**RECORDED DATA**
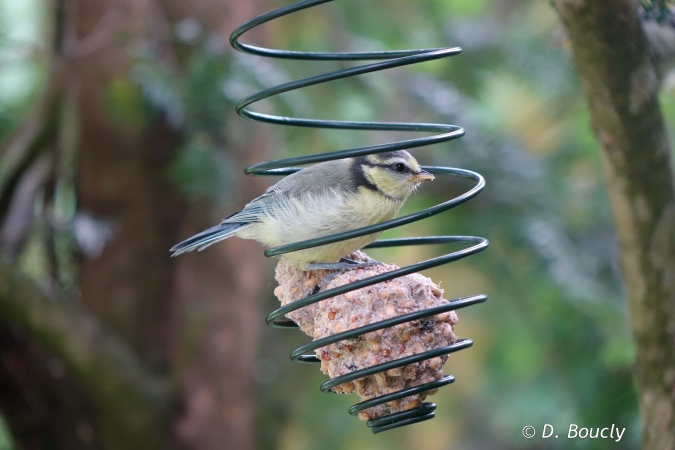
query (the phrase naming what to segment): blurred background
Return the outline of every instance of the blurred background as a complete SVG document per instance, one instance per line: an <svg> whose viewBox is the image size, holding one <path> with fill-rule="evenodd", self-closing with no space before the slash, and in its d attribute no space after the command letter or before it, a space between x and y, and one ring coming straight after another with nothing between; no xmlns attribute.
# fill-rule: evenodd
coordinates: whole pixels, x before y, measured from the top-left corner
<svg viewBox="0 0 675 450"><path fill-rule="evenodd" d="M318 366L287 356L307 336L264 324L278 305L275 261L257 244L228 240L169 258L173 244L275 181L245 177L246 165L397 138L273 127L234 114L244 95L349 64L262 59L229 47L237 25L284 4L0 0L0 267L37 286L16 291L35 297L24 302L29 312L10 308L0 317L0 449L610 445L522 437L525 425L544 423L615 424L627 429L615 447L638 448L611 208L581 86L548 2L341 1L244 39L302 50L463 48L450 60L332 82L256 108L465 128L464 138L414 154L423 164L481 173L485 191L384 235L491 242L425 273L447 299L489 296L458 313L456 334L475 344L445 366L457 381L433 398L436 419L372 435L347 414L358 398L322 395ZM667 88L662 102L675 123ZM437 179L403 213L467 186ZM404 265L452 250L371 256Z"/></svg>

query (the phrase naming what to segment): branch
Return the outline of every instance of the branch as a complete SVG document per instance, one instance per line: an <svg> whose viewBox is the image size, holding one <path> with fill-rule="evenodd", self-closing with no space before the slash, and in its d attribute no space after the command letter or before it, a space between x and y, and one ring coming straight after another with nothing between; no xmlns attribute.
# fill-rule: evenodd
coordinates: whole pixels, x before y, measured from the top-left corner
<svg viewBox="0 0 675 450"><path fill-rule="evenodd" d="M601 147L628 289L643 448L675 448L675 183L637 2L555 0Z"/></svg>
<svg viewBox="0 0 675 450"><path fill-rule="evenodd" d="M74 301L47 297L0 262L0 322L65 363L96 407L106 448L166 448L164 380Z"/></svg>

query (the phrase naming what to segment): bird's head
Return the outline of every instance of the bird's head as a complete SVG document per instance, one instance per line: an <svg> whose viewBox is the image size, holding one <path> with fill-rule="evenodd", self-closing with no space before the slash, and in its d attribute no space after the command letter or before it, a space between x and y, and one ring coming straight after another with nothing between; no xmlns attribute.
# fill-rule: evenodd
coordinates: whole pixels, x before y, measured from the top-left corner
<svg viewBox="0 0 675 450"><path fill-rule="evenodd" d="M357 158L356 166L363 174L365 187L400 201L408 198L423 181L434 179L405 150Z"/></svg>

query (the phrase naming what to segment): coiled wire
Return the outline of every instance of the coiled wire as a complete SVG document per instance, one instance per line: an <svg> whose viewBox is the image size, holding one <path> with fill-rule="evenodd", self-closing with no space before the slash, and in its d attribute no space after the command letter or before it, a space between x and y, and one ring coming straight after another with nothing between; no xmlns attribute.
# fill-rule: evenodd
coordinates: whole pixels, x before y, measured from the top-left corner
<svg viewBox="0 0 675 450"><path fill-rule="evenodd" d="M291 173L300 170L299 167L295 167L296 165L318 163L342 158L351 158L374 153L390 152L394 150L412 149L432 144L438 144L441 142L447 142L453 139L460 138L464 135L464 129L456 125L436 124L436 123L401 123L401 122L397 123L397 122L358 122L358 121L352 122L352 121L335 121L335 120L317 120L317 119L305 119L305 118L275 116L271 114L262 114L247 109L248 106L252 105L255 102L267 99L269 97L284 92L289 92L308 86L338 80L341 78L352 77L356 75L376 72L394 67L401 67L426 61L448 58L454 55L458 55L462 51L458 47L453 47L453 48L432 48L432 49L376 51L376 52L303 52L293 50L277 50L277 49L262 48L250 44L245 44L239 41L239 38L244 33L246 33L247 31L251 30L254 27L262 25L273 19L297 11L301 11L303 9L307 9L313 6L317 6L323 3L329 3L331 1L333 0L302 0L293 3L291 5L284 6L282 8L278 8L273 11L262 14L235 29L230 35L230 44L235 49L243 53L249 53L253 55L271 58L305 60L305 61L377 60L378 62L328 72L312 77L302 78L296 81L291 81L278 86L274 86L269 89L264 89L260 92L249 95L243 98L241 101L239 101L239 103L236 106L237 114L239 114L242 117L257 120L260 122L278 125L290 125L297 127L342 129L342 130L414 131L414 132L432 132L437 134L416 139L391 142L381 145L358 147L336 152L286 158L275 161L263 162L259 164L253 164L245 169L245 173L248 175L289 175ZM352 239L355 237L364 236L366 234L381 232L384 230L416 222L418 220L431 217L433 215L439 214L441 212L459 206L464 202L467 202L468 200L478 195L485 186L485 180L483 179L483 177L478 173L469 170L449 168L449 167L436 167L436 166L424 166L423 168L436 176L454 176L460 178L468 178L470 180L475 181L476 184L474 185L473 188L471 188L464 194L455 197L451 200L448 200L446 202L443 202L439 205L427 208L423 211L419 211L414 214L409 214L407 216L399 217L393 220L389 220L387 222L371 225L368 227L363 227L330 236L324 236L320 238L309 239L301 242L296 242L293 244L270 248L265 251L265 255L266 256L282 255L288 252L303 250L310 247ZM371 286L373 284L381 283L383 281L398 278L407 274L419 272L421 270L429 269L431 267L436 267L441 264L447 264L449 262L456 261L466 256L473 255L474 253L478 253L488 246L487 239L484 239L482 237L430 236L430 237L414 237L404 239L384 239L373 242L372 244L368 245L365 248L382 248L393 246L431 245L431 244L447 244L447 243L470 244L470 246L447 255L432 258L416 264L411 264L409 266L402 267L400 269L391 272L379 274L367 279L359 280L353 283L349 283L347 285L339 286L330 290L309 295L301 300L295 301L289 305L286 305L282 308L275 310L274 312L272 312L267 316L266 322L268 325L277 328L296 328L297 325L293 321L284 317L289 312L334 297L336 295L344 294L346 292L350 292L366 286ZM314 354L312 354L313 351L317 348L324 347L326 345L342 341L344 339L355 338L371 331L391 327L412 320L418 320L425 317L434 316L436 314L440 314L446 311L457 310L477 303L482 303L485 302L486 300L487 296L485 295L475 295L470 297L458 298L451 300L446 305L441 305L434 308L428 308L426 310L416 311L410 314L393 317L391 319L383 320L353 330L328 336L323 339L318 339L294 350L291 353L291 359L297 362L317 363L320 362L320 360ZM323 383L320 389L321 392L332 392L331 389L339 384L348 381L353 381L355 379L362 378L368 375L373 375L375 373L384 372L396 367L413 364L441 355L447 355L471 347L472 345L473 341L471 341L470 339L458 339L454 344L447 347L433 349L427 352L400 358L395 361L389 361L386 363L378 364L376 366L356 370L354 372L350 372L348 374L333 378ZM431 391L441 386L450 384L454 381L455 377L453 377L452 375L446 375L437 381L425 383L419 386L415 386L413 388L403 389L398 392L394 392L367 401L363 401L361 403L352 406L349 409L349 413L352 415L356 415L359 411L362 411L364 409L368 409L373 406L387 403L392 400L408 397L410 395L418 394L421 392ZM434 403L425 402L422 403L422 405L420 405L419 407L414 408L412 410L398 412L377 418L375 420L371 420L367 423L367 425L372 429L373 433L378 433L381 431L401 427L404 425L409 425L412 423L432 419L435 416L434 414L435 409L436 405Z"/></svg>

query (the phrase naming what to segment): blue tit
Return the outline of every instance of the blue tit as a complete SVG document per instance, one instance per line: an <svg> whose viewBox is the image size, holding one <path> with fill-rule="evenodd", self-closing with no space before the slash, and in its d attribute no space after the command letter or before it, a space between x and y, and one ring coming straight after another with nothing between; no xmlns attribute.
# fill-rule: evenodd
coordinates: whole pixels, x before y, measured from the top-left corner
<svg viewBox="0 0 675 450"><path fill-rule="evenodd" d="M393 219L406 199L434 176L404 150L328 161L271 186L244 209L175 245L172 256L203 250L237 236L277 247ZM303 270L332 264L370 244L380 233L286 253Z"/></svg>

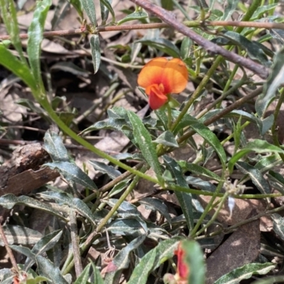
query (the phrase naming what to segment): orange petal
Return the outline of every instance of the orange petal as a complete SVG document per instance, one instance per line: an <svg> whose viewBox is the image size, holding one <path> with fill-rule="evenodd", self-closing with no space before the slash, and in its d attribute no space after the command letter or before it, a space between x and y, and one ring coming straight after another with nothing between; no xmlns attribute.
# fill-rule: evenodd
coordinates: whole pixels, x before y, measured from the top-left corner
<svg viewBox="0 0 284 284"><path fill-rule="evenodd" d="M163 70L162 82L165 92L178 94L182 92L187 84L188 72L185 64L179 58L173 58Z"/></svg>
<svg viewBox="0 0 284 284"><path fill-rule="evenodd" d="M178 244L178 250L175 251L175 254L178 256L178 274L181 279L187 279L189 274L189 268L185 263L185 251L181 247L181 243Z"/></svg>
<svg viewBox="0 0 284 284"><path fill-rule="evenodd" d="M168 102L168 97L157 84L147 87L146 93L149 96L149 105L152 109L158 109Z"/></svg>
<svg viewBox="0 0 284 284"><path fill-rule="evenodd" d="M161 76L168 63L167 58L157 58L150 60L141 70L138 76L138 84L143 88L161 83Z"/></svg>
<svg viewBox="0 0 284 284"><path fill-rule="evenodd" d="M179 93L185 89L187 77L186 65L180 59L168 60L165 58L157 58L142 68L138 77L138 84L143 88L154 84L162 84L165 94Z"/></svg>

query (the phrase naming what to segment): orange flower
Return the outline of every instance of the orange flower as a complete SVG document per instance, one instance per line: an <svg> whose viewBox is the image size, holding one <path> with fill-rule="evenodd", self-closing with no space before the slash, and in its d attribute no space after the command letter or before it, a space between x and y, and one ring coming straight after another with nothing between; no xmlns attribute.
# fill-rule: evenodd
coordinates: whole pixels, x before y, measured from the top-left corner
<svg viewBox="0 0 284 284"><path fill-rule="evenodd" d="M187 84L187 69L178 58L168 60L157 58L149 61L138 77L138 84L145 88L152 109L165 104L170 93L180 93Z"/></svg>
<svg viewBox="0 0 284 284"><path fill-rule="evenodd" d="M178 250L175 251L175 254L178 256L177 276L178 280L185 280L187 279L190 269L185 262L185 251L182 248L180 242L178 244Z"/></svg>

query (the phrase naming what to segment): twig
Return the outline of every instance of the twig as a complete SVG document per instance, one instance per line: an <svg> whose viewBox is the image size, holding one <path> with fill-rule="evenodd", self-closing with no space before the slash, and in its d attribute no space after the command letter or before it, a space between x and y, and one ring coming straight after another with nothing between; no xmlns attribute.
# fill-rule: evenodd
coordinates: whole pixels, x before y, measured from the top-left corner
<svg viewBox="0 0 284 284"><path fill-rule="evenodd" d="M81 255L78 244L78 236L77 234L77 227L76 216L73 209L70 209L70 218L72 247L73 249L76 276L77 278L78 278L81 275L83 268L82 266Z"/></svg>
<svg viewBox="0 0 284 284"><path fill-rule="evenodd" d="M208 53L212 55L220 55L228 60L236 64L239 64L244 67L248 68L248 70L253 71L262 79L266 79L268 76L268 68L261 65L258 63L256 63L248 58L243 58L236 53L228 51L221 46L219 46L217 44L214 44L202 38L201 36L187 28L183 23L179 23L179 21L177 21L177 19L171 13L163 9L163 8L155 6L147 0L131 1L131 2L135 3L136 4L155 14L164 22L175 28L176 31L184 34L185 36L188 36L193 41L202 46L206 51L207 51Z"/></svg>
<svg viewBox="0 0 284 284"><path fill-rule="evenodd" d="M263 23L263 22L250 22L250 21L206 21L200 22L197 21L187 21L183 23L189 28L204 28L206 26L236 26L236 27L250 27L257 28L266 28L271 30L278 28L284 30L284 23ZM131 31L131 30L146 30L148 28L170 28L172 25L165 23L138 23L134 25L121 25L121 26L99 26L94 33L104 33L114 31ZM43 33L44 38L53 38L54 36L65 36L72 35L81 35L82 33L88 34L89 32L81 28L45 31ZM27 39L28 33L21 33L19 35L21 39ZM10 36L0 36L0 40L9 40Z"/></svg>
<svg viewBox="0 0 284 284"><path fill-rule="evenodd" d="M13 256L12 250L10 248L10 246L8 244L7 238L6 237L4 230L3 229L3 226L1 223L0 223L0 236L1 238L2 239L3 242L4 243L6 250L7 251L13 268L15 270L15 271L18 273L18 275L19 275L20 271L18 270L18 265Z"/></svg>

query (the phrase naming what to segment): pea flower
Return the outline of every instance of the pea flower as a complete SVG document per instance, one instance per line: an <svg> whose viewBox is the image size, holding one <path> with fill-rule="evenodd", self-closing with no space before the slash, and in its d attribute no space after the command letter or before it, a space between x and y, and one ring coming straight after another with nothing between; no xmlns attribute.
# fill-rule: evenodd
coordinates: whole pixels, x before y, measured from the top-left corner
<svg viewBox="0 0 284 284"><path fill-rule="evenodd" d="M178 244L178 250L175 251L175 254L178 256L178 266L177 266L177 278L178 280L181 281L187 280L190 273L190 269L185 262L185 251L181 247L181 243Z"/></svg>
<svg viewBox="0 0 284 284"><path fill-rule="evenodd" d="M156 58L142 68L138 84L145 88L151 108L157 109L168 102L170 94L178 94L185 89L187 77L187 69L180 59Z"/></svg>

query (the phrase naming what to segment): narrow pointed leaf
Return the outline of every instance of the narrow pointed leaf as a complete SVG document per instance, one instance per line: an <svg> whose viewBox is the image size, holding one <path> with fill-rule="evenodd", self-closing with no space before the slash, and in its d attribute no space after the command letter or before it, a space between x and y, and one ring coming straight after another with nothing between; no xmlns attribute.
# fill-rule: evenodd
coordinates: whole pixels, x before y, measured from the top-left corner
<svg viewBox="0 0 284 284"><path fill-rule="evenodd" d="M17 197L12 194L8 194L0 197L0 205L5 208L12 209L16 204L23 204L30 207L36 208L67 222L60 212L55 210L51 206L28 196L22 195Z"/></svg>
<svg viewBox="0 0 284 284"><path fill-rule="evenodd" d="M36 8L33 13L33 21L28 28L28 40L27 53L31 68L36 82L42 92L44 90L41 78L40 55L41 52L41 41L44 23L48 12L51 6L51 0L42 0L36 3Z"/></svg>
<svg viewBox="0 0 284 284"><path fill-rule="evenodd" d="M94 74L96 74L101 64L101 50L99 48L99 35L93 35L89 39L91 45L92 58L93 60Z"/></svg>
<svg viewBox="0 0 284 284"><path fill-rule="evenodd" d="M253 274L266 275L275 268L275 264L266 263L249 263L224 275L219 278L214 284L239 284L243 279L248 279Z"/></svg>
<svg viewBox="0 0 284 284"><path fill-rule="evenodd" d="M149 165L154 170L158 178L161 178L162 170L158 160L157 153L153 144L151 136L140 118L132 111L128 115L132 124L136 141L139 145L142 155Z"/></svg>
<svg viewBox="0 0 284 284"><path fill-rule="evenodd" d="M171 172L178 185L189 189L190 187L188 187L187 182L183 177L182 171L178 163L172 158L165 155L163 156L163 158L165 164L167 165L167 168ZM192 199L191 194L178 191L175 193L180 204L182 212L185 214L188 229L190 230L194 226Z"/></svg>
<svg viewBox="0 0 284 284"><path fill-rule="evenodd" d="M228 168L230 173L232 172L234 164L245 155L253 151L258 153L284 153L284 151L275 145L270 144L263 140L255 139L248 143L246 147L243 148L234 155L228 163Z"/></svg>
<svg viewBox="0 0 284 284"><path fill-rule="evenodd" d="M68 152L61 137L55 131L48 129L44 136L45 148L50 155L53 162L69 161Z"/></svg>
<svg viewBox="0 0 284 284"><path fill-rule="evenodd" d="M26 84L32 91L37 89L36 81L27 65L20 61L4 44L0 43L0 64L11 71Z"/></svg>
<svg viewBox="0 0 284 284"><path fill-rule="evenodd" d="M62 230L53 231L44 236L32 248L31 251L36 256L41 255L44 252L52 248L60 240L62 234ZM36 258L27 258L25 263L26 270L28 269L36 261Z"/></svg>
<svg viewBox="0 0 284 284"><path fill-rule="evenodd" d="M113 283L116 275L119 273L122 269L126 269L129 265L129 253L135 248L137 248L144 241L146 235L139 236L138 238L134 239L131 241L125 248L123 248L119 253L115 256L112 261L111 265L115 268L112 272L106 273L104 278L105 284L111 284Z"/></svg>
<svg viewBox="0 0 284 284"><path fill-rule="evenodd" d="M284 48L280 50L273 58L271 74L264 85L263 93L256 102L256 109L259 117L263 117L265 111L275 98L277 89L284 83Z"/></svg>
<svg viewBox="0 0 284 284"><path fill-rule="evenodd" d="M54 266L48 259L38 256L36 262L40 274L50 279L53 283L68 284L68 282L61 275L60 269Z"/></svg>
<svg viewBox="0 0 284 284"><path fill-rule="evenodd" d="M82 6L86 11L90 22L94 28L97 25L96 9L93 0L81 0Z"/></svg>
<svg viewBox="0 0 284 284"><path fill-rule="evenodd" d="M33 245L43 237L39 231L22 226L5 225L3 229L9 244ZM2 239L0 239L0 246L4 245Z"/></svg>
<svg viewBox="0 0 284 284"><path fill-rule="evenodd" d="M70 162L47 163L43 165L51 169L56 169L66 180L77 182L91 190L97 190L97 187L91 178L84 173L77 165Z"/></svg>

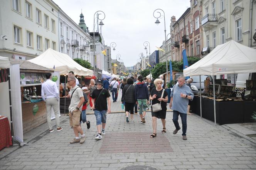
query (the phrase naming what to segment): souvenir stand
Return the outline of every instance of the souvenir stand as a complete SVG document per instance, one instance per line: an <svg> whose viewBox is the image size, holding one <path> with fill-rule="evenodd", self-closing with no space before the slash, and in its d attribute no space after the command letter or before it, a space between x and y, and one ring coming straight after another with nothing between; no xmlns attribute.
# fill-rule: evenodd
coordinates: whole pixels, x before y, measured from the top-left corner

**EXERCISE BRIEF**
Rewrite the material from its beginning through the line containing "366L287 356L307 336L264", putting "hazy backdrop" wherever "blurred background" appears and leaving everything else the same. Leave the pictures out of your answer.

**RESULT FOR THIS TASK**
query (the phrase naming what to segment): hazy backdrop
Return the outline of every instance of the hazy backdrop as a complete SVG document per instance, one instance per line: an <svg> whose viewBox is the image size, holding one <path> with fill-rule="evenodd", self-closing with no space before the slash, and in its d attribute no space after the command letter or before it, a space between x and y, and one ring coming straight after another with nothing between; no xmlns attribute.
# fill-rule: evenodd
coordinates: whole pixels, x before y, measured from the top-left corner
<svg viewBox="0 0 675 450"><path fill-rule="evenodd" d="M318 366L287 356L307 336L264 324L278 305L275 261L257 244L228 240L169 258L173 244L275 181L245 177L246 165L397 138L273 127L234 114L244 95L349 64L262 59L229 47L237 25L284 4L0 0L0 267L37 286L16 291L35 297L24 302L29 312L10 308L0 317L0 449L610 445L522 437L525 425L544 423L615 424L627 429L615 447L638 448L611 208L581 86L548 2L341 1L244 39L302 50L463 48L450 60L332 82L256 108L465 128L464 138L414 154L423 164L481 173L485 191L384 235L491 242L425 273L447 299L489 296L458 313L456 334L475 344L445 366L457 381L433 398L436 419L372 435L347 414L358 398L322 395ZM667 88L662 102L675 123ZM437 179L403 213L467 186ZM404 265L452 250L371 256Z"/></svg>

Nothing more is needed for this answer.